[START Selected passage]

The Catholic Church’s Second Vatican Council provides a salutary example of a tiny ‘elite’ foisting ‘anti-elitist’ practices on the ‘non-elite’ — and coming a cropper. Vatican II’s dates are important. The Council was convened in 1962 and concluded in December 1965. These were the high years of the most uncompromising architectural modernism and, just as pertinently, of the craze for theatre-in-the-round, whose champions considered the proscenium arch to be an authoritarian (very possibly ‘fascist’) instrument inimical to ‘participation’.
Rome’s neophilia left much of the clerisy bewildered. It was admitting temporal fashions to a spiritual domain. Maynooth’s head was spinning. The Council’s bias was towards the Liturgical Movement’s long-hatched plans for modernisation. Hence ecumenicism, the vernacular and often prosey mass, herding the flock close to the host in an act of naif literalism and turning the matey, guitar-strumming priest to face that congregation.
Then there was the matter of iconoclasm, which proved to be a further form of self-harm. Extant churches were ‘cleansed’, stripped of altars, stained glass, paintings and dubious bondieuserie. The result was occasionally akin to the marvellously frigid post-Reformation ecclesiastical interiors of Pieter Saenredam. More often, it was doctrinally sanctioned vandalism, with added carpets.

[END Selected passage]

● **Exercise A**:
List every item that, according to the passage on the Second Vatican Council, extant churches were stripped of.

[START Input records]

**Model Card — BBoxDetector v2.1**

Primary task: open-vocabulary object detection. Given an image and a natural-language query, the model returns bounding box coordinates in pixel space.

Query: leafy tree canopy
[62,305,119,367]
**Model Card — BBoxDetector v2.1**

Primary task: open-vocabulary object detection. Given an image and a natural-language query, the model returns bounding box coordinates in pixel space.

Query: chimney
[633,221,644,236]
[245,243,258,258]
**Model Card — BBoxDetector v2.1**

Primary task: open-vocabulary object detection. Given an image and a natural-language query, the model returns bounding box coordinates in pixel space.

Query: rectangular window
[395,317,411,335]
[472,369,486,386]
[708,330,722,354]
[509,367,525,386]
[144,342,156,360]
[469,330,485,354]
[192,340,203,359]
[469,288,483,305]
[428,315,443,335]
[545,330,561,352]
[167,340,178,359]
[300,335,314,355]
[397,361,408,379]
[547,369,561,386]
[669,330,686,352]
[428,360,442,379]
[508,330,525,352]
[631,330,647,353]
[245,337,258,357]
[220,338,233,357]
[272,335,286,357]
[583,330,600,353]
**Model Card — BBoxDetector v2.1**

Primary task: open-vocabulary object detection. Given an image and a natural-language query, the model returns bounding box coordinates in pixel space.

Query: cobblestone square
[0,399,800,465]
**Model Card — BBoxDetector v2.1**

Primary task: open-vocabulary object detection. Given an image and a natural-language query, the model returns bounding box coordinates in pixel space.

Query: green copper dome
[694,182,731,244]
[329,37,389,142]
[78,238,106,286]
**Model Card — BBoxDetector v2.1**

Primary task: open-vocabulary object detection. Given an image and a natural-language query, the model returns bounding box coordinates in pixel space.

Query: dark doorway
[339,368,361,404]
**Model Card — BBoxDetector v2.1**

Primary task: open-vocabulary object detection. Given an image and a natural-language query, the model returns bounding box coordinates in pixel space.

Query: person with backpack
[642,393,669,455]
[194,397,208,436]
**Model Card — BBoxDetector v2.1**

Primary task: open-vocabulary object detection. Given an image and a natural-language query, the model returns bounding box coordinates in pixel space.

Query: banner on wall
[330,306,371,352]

[END Input records]

● **Exercise B**:
Reproduce word for word the dataset records from their first line up to and including the line with "[245,243,258,258]".

● **Exercise output A**:
altars, stained glass, paintings, dubious bondieuserie

● **Exercise output B**:
**Model Card — BBoxDetector v2.1**

Primary task: open-vocabulary object detection. Given an image and a natural-language query, the model returns bounding box coordinates in pixel space.

Query: leafy tree canopy
[62,305,119,367]
**Model Card — BBoxDetector v2.1**

Primary task: open-vocabulary object detection. Given an image and a natural-language query, the model returns bounding box coordinates in pixel space.

Query: chimney
[633,221,644,236]
[245,243,258,258]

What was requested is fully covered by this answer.